SET EXERCISE
Quote each of these records word for word.
— Begin DATA FOR THE TASK —
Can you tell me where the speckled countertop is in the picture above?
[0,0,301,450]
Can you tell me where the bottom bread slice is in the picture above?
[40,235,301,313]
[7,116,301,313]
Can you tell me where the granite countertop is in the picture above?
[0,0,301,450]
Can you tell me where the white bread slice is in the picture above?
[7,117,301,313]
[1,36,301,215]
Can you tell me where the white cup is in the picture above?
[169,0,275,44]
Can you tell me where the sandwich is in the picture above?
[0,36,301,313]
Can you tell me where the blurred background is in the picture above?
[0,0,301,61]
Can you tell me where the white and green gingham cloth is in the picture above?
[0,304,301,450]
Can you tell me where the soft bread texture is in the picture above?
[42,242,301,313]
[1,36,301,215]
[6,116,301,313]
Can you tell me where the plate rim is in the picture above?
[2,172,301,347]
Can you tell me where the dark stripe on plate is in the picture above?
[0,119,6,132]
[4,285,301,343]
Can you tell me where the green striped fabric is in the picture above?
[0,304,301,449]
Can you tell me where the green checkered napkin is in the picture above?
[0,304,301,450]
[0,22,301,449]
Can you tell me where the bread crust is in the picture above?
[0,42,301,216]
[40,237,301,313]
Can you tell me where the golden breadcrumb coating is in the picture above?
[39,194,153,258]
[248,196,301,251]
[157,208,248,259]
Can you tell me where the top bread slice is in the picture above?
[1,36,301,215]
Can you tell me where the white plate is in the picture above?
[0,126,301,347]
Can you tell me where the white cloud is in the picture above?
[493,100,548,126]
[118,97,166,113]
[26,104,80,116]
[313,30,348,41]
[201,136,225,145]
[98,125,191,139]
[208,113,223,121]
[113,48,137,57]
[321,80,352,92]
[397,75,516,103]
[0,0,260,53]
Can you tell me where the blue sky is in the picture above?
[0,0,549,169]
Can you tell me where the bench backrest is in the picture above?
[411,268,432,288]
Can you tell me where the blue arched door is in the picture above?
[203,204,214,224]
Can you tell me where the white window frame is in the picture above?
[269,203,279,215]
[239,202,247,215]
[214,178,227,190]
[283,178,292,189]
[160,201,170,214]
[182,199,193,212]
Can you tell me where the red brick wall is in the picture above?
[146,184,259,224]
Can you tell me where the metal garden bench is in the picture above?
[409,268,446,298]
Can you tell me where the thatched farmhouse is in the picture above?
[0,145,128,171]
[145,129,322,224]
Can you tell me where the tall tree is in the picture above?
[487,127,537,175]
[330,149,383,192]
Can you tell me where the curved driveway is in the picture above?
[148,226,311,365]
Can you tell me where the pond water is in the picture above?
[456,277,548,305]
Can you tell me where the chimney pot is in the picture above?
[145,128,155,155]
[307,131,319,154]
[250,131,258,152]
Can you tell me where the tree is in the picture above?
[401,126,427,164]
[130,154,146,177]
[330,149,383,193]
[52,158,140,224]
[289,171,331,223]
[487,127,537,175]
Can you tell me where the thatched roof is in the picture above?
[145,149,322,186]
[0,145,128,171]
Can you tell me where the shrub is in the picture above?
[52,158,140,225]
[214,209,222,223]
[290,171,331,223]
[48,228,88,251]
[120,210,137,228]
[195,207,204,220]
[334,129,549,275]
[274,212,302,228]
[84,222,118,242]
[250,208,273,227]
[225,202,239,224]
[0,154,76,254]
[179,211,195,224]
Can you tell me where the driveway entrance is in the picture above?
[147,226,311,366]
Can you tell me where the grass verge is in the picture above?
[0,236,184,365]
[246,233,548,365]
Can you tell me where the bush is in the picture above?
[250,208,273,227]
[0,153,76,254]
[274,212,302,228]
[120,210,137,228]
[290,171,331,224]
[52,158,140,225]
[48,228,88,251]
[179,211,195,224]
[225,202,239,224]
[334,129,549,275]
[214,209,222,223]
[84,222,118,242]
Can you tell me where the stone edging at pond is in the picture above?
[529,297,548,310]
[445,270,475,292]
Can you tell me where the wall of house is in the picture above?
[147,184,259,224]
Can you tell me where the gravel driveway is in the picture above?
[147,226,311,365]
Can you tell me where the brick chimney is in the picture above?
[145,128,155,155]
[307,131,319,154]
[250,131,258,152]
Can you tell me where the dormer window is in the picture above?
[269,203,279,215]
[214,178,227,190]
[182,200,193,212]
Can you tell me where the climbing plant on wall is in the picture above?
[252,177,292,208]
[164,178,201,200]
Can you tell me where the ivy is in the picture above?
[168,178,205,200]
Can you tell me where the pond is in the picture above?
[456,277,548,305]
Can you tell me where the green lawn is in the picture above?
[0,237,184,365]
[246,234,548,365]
— End DATA FOR THE TASK —
EXERCISE ANSWER
Can you tell me where the speckled countertop is in the picture above?
[0,0,301,450]
Can you tell me where the bottom bread slice is in the picture above?
[40,235,301,313]
[7,116,301,313]
Can you tell me where the granite countertop is in the picture above?
[0,0,301,450]
Can you tell me where the white bread slice is in the picture above?
[7,117,301,313]
[1,36,301,215]
Can you tell me where the white cup is in the picture above?
[169,0,275,44]
Can you tell me where the sandwich is in the picture above?
[0,36,301,313]
Can you tell me where the blurred background is in the picture above?
[0,0,301,61]
Can you tell me where the white and green gingham cloth is in the picture above?
[0,304,301,450]
Can you tell me where the soft bread texture is in the picture above?
[42,242,301,313]
[1,36,301,215]
[6,116,301,313]
Can you tell me where the plate rim is in the picture above?
[2,172,301,347]
Can you tell me where the dark stripe on plate is in the picture above?
[0,119,6,132]
[4,285,301,343]
Can you tell me where the green striped fabric is in the picture above?
[0,304,301,449]
Can you tell me where the green checkered napkin is in the picture above?
[0,304,301,450]
[0,22,301,449]
Can you tell me where the bread crust is in the picture above?
[0,42,301,216]
[40,237,301,313]
Can you tell me where the golden breadcrumb coating is in the picture above?
[39,194,153,258]
[248,196,301,251]
[157,208,248,259]
Can you tell me where the top bread slice is in the picture above?
[1,36,301,215]
Can you tell me where the white plate is in the picture above?
[0,126,301,347]
Can you tell me where the white cloud is in the picture above?
[493,100,548,126]
[118,97,166,113]
[26,104,80,116]
[313,30,348,41]
[201,136,225,145]
[98,125,191,139]
[208,113,223,121]
[113,48,137,57]
[321,80,352,92]
[397,75,516,103]
[0,0,260,53]
Can you tell me where the blue sky is in the picture above?
[0,0,549,169]
Can you tell me where the bench backrest is in the picture above?
[411,268,432,288]
Can you tell me where the blue arched door is in the picture above?
[203,204,214,224]
Can you tell me where the white window frame is in the picture above?
[269,203,279,215]
[239,202,247,215]
[214,178,227,190]
[283,178,292,189]
[160,201,170,214]
[182,199,193,212]
Can you tell me where the red brick wall is in the picture above?
[146,184,259,224]
Can you tell me where the metal garden bench is in the picture above?
[409,268,446,298]
Can you tell me where the thatched farmhouse is in the picture above?
[0,145,128,171]
[145,129,322,224]
Can you tell me where the tall tree is in the picture above?
[487,127,537,175]
[330,149,383,192]
Can you tell me where the curved driveway is in the picture above?
[148,226,311,365]
Can you tell me where the pond water is in the picture above?
[456,277,548,305]
Can you tell me where the chimney pot is in the picture above?
[145,128,155,155]
[307,131,319,154]
[250,131,258,152]
Can you tell me where the tree is in the picture above?
[401,126,427,164]
[130,154,146,177]
[330,149,383,193]
[52,158,140,224]
[289,171,331,223]
[487,127,537,175]
Can you tell me where the thatched roof is in the picture above?
[145,149,322,186]
[0,145,128,171]
Can you tell me where the shrub is in the picture above?
[52,158,140,225]
[214,209,222,223]
[290,171,331,223]
[48,228,88,251]
[120,210,137,228]
[195,207,204,220]
[334,129,549,275]
[274,212,302,228]
[84,222,118,242]
[250,208,273,227]
[225,202,239,224]
[0,154,76,254]
[179,211,195,224]
Can you tell me where the driveway entrance is in the picture above?
[147,226,311,366]
Can you tell me where the grass verge is in the picture above?
[0,236,184,365]
[246,233,548,365]
Can you tell me where the bush is in the picture above?
[250,208,273,227]
[0,153,76,254]
[274,212,302,228]
[120,210,137,228]
[290,171,331,224]
[52,158,140,225]
[48,228,88,251]
[179,211,195,224]
[225,202,239,224]
[334,129,549,275]
[214,209,222,223]
[84,222,118,242]
Can you tell me where the stone edging at pond is in the picture above?
[529,297,548,310]
[445,270,475,292]
Can you tell me where the wall of house is in the picture above?
[147,184,259,224]
Can you tell me where the gravel driveway is in the picture above?
[147,226,311,365]
Can you tell me where the brick chimney is in the picture above?
[145,128,155,155]
[307,131,319,154]
[250,131,258,152]
Can you tell me where the dormer window is in the picture above?
[269,203,279,215]
[214,178,227,190]
[182,200,193,212]
Can you tell me where the climbing plant on wall is in the picture above?
[252,177,292,208]
[164,178,201,200]
Can you tell me where the ivy is in the picture above?
[168,178,205,200]
Can you tell me where the pond is in the picture above?
[456,277,548,305]
Can you tell me where the green lawn is in the picture above?
[0,237,184,365]
[246,234,548,365]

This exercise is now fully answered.